BEGIN DOCUMENT PASSAGE
Though, I tend to reply to most all of my texts. At least until the person gets hellishly annoying.


----------



## billydamndean

Just Send it And Forget it


----------



## Drake

What is this texting thing that you are talking about?

Actually just assume that whoever I am texting, or email has a good reason for not being able to respond, such as the death of a loved one, chronic leprosy, or something such as devastating.


----------



## INFpharmacist

Introverted Thinkers read text messages. 

Introverted Feelers write text messages. 

Extroverted Thinkers interact through text messages. 

Extroverted Feelers express themselves through text messages.

(or at least that's what I've noticed...)


----------



## 666

treesee said:


> Depends on the person. If I know they are kind of a space cadet about texts I dont think anything of it (one of my* INFJ friends for example will reply after 2 days *lol). Other than that everyone seems pretty good about it because i always try my best to reply and tend to focus my attention on people who reciprocate.
END DOCUMENT PASSAGE
BEGIN ENTRIES PROVIDED
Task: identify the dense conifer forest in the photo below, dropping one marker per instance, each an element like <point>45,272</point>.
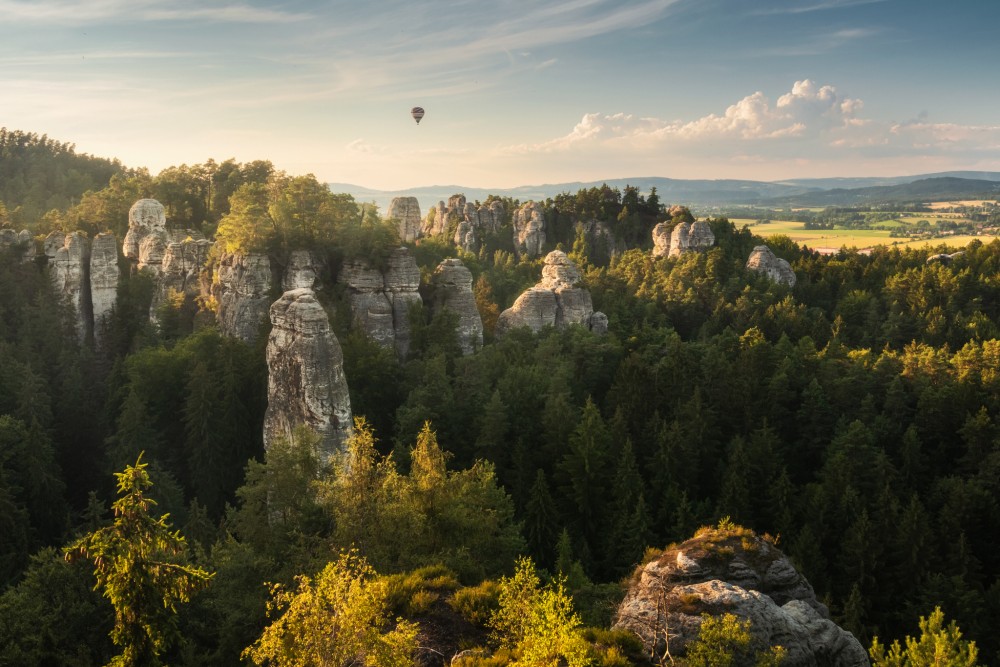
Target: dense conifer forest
END ENTRIES PROVIDED
BEGIN ENTRIES PROVIDED
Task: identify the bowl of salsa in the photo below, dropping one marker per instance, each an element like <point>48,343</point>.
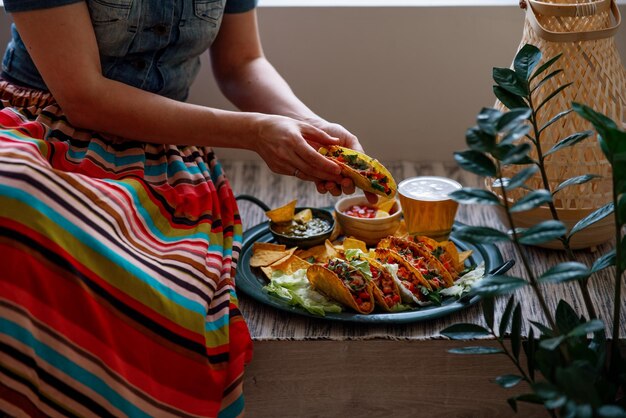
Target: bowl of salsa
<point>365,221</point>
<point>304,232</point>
END ENTRIES PROVIDED
§ TASK INSTRUCTIONS
1) In the forum thread on texting, what does INFpharmacist say Introverted Feelers do with text messages?
2) Write the next part of the forum thread on texting, picking up after its final post.

§ RESPONSES FOR EACH TASK
1) They write text messages.

2)
That's so true of me.. lol but myself I find It annoyng when a person I'm interested in does this to me. My one ex. ENFJ was answering just when I'd get pissed... Finally I left him for that. Now I've got an ENTJ.. nd he's kinda in my role, this doesn't annoy me, cause I'm not that crazy about him yet, but I'm getting at that point and this freaks me out, seriously, I don't want to leave him, but such behaviour pisses off too bad.. I end so many relationships because of this, let's call "nonsense"...


----------



## windex

Vanity .


----------



## Lilsnowy

INFpharmacist, that is brilliant. Thank you. I'm making that wallpaper on my phone!


----------



## Mercer

DayLightSun said:


> Don't.
> It's our instant gratification culture that has you feeling that way.
> At least part of it.


i never thought of it that way. i sometimes feel like that when someone dosnt answer my facebook messages.


----------



## Korvyna

If I didn't ask a question in the text message I don't mind not getting a reply... Because if someone texts me something, and I don't really have a reply I tend to ignore it too. Well, unless it's them telling me something like "Hey I got the house!" Then I'll reply with a simple congrats. Well, unless someone asks me a direct question, I don't always reply. So in turn, I tend to not get upset if someone doesn't reply to me either.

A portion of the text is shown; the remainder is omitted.